* [Texte source]:
Jacques Offenbach (1819-1880)
1867. L’Empire est à son apogée. L’exposition ouvre ses portes à Paris le 1er avril et le public va pouvoir admirer les progrès du commerce et de l’industrie. Les visiteurs, notamment les étrangers, viennent aussi pour se distraire, et fréquenter les théâtres, les restaurants, les petites femmes…
Jacques Offenbach est au sommet de sa gloire. Le triomphe de La Belle Hélène (1864) et de La Vie Parisienne (1866) sont encore dans tous les esprits. À la fin de 1866, Offenbach et ses deux complices, Meilhac et Halévy, se mettent au travail et préparent La Grande Duchesse de Gérolstein qui est présentée sur la scène des Variétés au moment de l’ouverture de l’exposition.
Avec cet opéra bouffe, Offenbach et ses auteurs parodient, sous une apparence frivole, les petites cours européennes et l’Armée, ou plutôt l’esprit militaire déformé et l’amour immodéré du galon. Après la malheureuse expédition du Mexique (1862-1867) et la défaite de l’Autriche à Sadova (1867), les critiques contenues dans La Grande Duchesse prennent plus d’importance qu’il n’y paraît au premier abord.
Les répétitions se déroulent dans de bonnes conditions. Hortense Schneider, satisfaite de son rôle, contrôle ses nerfs et
ne crée pas d’incident grave. Par contre, au moment du lever du rideau de la première représentation, elle apprend que la censure estime que le Grand Cordon et la Croix fantaisistes qu’elle doit arborer sur son costume, risquent de faire affront à l’Empereur. On la prie de retirer ces décorations. La jeune femme se fâche, sanglote, refuse de jouer… Offenbach, sans perdre la tête, ordonne au chef d’orchestre d’attaquer l’ouverture. Quelques instants plus tard, Hortense entre en scène, les yeux séchés, le sourire aux lèvres, et sans le Cordon. Certes, certains historiens restent sceptiques sur la véracité de cette anecdote. Légende ou pas, on pouvait, l’année suivante admirer le portrait de la diva, peint par Pérignon où, sur son costume, elle arborait fièrement sa belle décoration.
Après quatre représentions, les auteurs font des ajustements notables (en coupant tout le final du second acte), et dès lors Paris fait un accueil triomphal à La Grande Duchesse, à Offenbach, Meilhac, Halévy et Hortense Schneider qui devient la véritable reine de Paris. Un défilé d’Empereurs, de Rois, de Princes de tous les pays viennent l’acclamer et lui présenter leurs hommages. Ces têtes couronnées la traitent comme une véritable Grande Duchesse. Ils sont tellement nombreux ces rois, à lui faire la cour, que la chronique scandaleuse s’en donne à cœur joie. Léa Silly, son ennemie intime (avec laquelle elle s’était sans cesse disputée au moment de La Belle Hélène), surnomme Hortense « le passage des princes ». Méchant peut-être, mais sans doute pas toujours faux. et bientôt, La Grande Duchesse sera jouée un peu partout dans le monde.

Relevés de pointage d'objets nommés
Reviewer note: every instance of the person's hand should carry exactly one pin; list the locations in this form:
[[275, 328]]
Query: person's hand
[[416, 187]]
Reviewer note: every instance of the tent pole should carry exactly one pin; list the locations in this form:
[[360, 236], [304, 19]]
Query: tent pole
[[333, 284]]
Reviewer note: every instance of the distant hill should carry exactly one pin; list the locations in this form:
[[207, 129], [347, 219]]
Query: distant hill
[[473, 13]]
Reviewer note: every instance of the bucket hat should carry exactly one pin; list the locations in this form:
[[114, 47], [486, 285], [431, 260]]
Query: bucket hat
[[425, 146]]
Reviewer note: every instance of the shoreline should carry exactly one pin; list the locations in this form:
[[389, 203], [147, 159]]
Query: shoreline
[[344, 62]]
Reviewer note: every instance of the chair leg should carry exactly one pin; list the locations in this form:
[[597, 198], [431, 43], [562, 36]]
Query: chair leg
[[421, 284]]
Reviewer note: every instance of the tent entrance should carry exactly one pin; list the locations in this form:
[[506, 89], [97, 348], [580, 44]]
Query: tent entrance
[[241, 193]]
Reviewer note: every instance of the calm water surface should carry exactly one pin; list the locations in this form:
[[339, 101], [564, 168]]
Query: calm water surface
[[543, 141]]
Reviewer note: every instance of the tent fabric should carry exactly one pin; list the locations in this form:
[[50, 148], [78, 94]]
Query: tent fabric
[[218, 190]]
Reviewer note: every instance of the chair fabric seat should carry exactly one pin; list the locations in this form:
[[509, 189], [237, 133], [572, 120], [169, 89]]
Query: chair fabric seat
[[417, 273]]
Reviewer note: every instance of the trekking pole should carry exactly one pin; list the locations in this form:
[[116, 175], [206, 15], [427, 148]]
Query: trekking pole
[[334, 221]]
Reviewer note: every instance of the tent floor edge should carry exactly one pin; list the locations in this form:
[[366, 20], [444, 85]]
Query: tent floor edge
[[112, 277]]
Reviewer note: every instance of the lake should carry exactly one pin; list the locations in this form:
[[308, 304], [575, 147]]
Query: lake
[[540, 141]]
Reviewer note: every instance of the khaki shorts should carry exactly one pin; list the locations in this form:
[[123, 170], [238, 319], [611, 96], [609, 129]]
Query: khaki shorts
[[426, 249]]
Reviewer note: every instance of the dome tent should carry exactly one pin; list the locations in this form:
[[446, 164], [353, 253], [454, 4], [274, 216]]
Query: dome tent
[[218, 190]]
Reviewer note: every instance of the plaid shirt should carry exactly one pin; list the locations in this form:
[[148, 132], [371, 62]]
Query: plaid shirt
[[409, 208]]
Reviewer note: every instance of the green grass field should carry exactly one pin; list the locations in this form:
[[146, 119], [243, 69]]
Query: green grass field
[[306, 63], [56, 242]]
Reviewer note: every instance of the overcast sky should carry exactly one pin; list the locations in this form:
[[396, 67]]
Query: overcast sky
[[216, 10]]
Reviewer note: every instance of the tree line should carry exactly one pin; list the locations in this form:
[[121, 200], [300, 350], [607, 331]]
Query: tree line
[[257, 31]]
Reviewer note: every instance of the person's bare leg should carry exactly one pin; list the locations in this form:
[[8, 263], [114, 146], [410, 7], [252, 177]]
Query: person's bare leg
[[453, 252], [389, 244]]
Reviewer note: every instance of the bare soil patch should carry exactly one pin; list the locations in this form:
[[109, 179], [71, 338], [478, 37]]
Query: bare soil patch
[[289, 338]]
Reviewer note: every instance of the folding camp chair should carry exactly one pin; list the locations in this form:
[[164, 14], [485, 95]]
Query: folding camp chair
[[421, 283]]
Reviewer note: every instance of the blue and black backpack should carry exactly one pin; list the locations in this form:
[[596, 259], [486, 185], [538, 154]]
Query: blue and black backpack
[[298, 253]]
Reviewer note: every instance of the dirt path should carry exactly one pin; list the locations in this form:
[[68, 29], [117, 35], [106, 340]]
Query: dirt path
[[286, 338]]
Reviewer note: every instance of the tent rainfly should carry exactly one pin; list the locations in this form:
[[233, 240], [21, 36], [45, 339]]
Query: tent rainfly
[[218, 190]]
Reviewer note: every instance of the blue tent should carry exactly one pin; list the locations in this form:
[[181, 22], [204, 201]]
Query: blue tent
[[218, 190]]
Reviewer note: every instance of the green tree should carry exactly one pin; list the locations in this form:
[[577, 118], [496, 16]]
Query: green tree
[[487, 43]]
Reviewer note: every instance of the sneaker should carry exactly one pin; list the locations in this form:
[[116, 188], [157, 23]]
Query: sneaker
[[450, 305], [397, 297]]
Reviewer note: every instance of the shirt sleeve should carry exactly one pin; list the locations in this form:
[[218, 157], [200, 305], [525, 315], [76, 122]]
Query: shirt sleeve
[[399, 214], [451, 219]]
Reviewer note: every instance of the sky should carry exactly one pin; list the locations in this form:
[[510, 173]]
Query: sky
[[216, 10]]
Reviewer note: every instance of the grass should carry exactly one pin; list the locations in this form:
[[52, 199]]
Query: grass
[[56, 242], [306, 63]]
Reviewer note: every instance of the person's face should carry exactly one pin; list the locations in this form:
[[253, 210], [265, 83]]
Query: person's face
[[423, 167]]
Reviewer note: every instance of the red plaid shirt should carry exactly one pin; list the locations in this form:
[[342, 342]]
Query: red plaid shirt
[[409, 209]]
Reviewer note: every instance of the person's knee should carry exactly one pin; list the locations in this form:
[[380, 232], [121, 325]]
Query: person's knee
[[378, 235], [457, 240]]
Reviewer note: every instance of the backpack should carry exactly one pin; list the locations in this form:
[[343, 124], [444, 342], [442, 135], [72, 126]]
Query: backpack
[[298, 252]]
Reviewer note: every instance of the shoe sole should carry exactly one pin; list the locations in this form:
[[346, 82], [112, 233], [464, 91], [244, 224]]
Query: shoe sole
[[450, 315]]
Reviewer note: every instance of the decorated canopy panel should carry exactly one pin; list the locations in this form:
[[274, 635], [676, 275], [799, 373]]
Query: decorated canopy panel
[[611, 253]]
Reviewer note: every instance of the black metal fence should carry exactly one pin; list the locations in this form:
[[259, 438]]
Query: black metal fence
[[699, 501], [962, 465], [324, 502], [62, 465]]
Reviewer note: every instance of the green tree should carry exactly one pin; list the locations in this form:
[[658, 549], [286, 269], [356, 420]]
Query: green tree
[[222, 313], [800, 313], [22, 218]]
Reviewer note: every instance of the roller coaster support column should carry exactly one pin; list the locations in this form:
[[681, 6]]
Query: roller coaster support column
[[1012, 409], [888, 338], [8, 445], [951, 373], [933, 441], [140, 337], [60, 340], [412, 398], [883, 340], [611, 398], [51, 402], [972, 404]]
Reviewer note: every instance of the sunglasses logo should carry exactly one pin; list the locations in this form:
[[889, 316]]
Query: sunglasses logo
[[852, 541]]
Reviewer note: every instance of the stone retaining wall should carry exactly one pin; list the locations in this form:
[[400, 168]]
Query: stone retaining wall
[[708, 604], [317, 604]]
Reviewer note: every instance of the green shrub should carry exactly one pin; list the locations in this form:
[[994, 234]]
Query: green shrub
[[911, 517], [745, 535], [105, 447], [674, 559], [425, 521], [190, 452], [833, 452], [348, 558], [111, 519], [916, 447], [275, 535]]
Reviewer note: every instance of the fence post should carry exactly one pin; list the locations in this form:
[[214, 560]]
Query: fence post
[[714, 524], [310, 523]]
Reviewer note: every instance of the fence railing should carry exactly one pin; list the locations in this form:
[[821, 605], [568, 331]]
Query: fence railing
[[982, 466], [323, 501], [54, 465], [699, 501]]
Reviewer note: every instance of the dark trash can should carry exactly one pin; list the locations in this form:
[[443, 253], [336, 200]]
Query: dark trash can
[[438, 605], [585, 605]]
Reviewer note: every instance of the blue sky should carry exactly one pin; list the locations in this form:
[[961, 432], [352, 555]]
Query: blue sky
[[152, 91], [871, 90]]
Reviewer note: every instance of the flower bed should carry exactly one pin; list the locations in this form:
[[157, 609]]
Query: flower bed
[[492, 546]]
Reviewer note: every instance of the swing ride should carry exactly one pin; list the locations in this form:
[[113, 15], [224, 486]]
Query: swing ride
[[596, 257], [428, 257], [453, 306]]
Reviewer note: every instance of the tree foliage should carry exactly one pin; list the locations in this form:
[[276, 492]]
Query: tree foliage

* [Travail à faire]:
a – Selon le texte sur La Grande Duchesse de Gérolstein, pour quelle raison la censure exige-t-elle qu'Hortense Schneider retire ses décorations ? Répondez en une à trois phrases.
b – Poursuivez le texte sur La Grande Duchesse de Gérolstein après sa dernière phrase.

* [En réponse]:
a – La censure estime que le Grand Cordon et la Croix fantaisistes qu'Hortense Schneider doit arborer sur son costume risquent de faire affront à l'Empereur. On la prie donc de retirer ces décorations au moment du lever du rideau de la première représentation.

b –
On note plusieurs reprises de La Grande Duchesse de Gérolstein à Paris avec Paola Marié (1878), Anna Judic (1887), Jeanne Granier (1890) et, plus près de nous, Germaine Roger (1948), Suzanne Lafaye (1966), Régine Crespin (1981) ont chanté le rôle créé par Hortense Schneider.
,Après 1890, le « Bruyas » ne signale aucune série de représentations de l’opéra bouffe d’Offenbach dans la capitale avant la malheureuse reprise « tripatouillée » de la Gaîté-Lyrique (octobre1948). Renouvelant leur expérience de 1942 avec Les Cent Vierges, Albert Willemetz et André Mouezy-Eon rédigent une nouvelle version de l’ouvrage d’Offenbach rebaptisé La Grande Duchesse. Les rôles de Wanda et de la Grande Duchesse sont tenus par la même artiste (Germaine Roger). Fritz devient Frantz (Jacques Jansen). En février 1949, l’ouvrage est retiré de l’affiche. Aujourd’hui, si la nouvelle version des Cent Vierges a réussi à supplanter l’originale au grand dam de certains, celle de La Grande Duchesse est heureusement tombée dans les oubliettes.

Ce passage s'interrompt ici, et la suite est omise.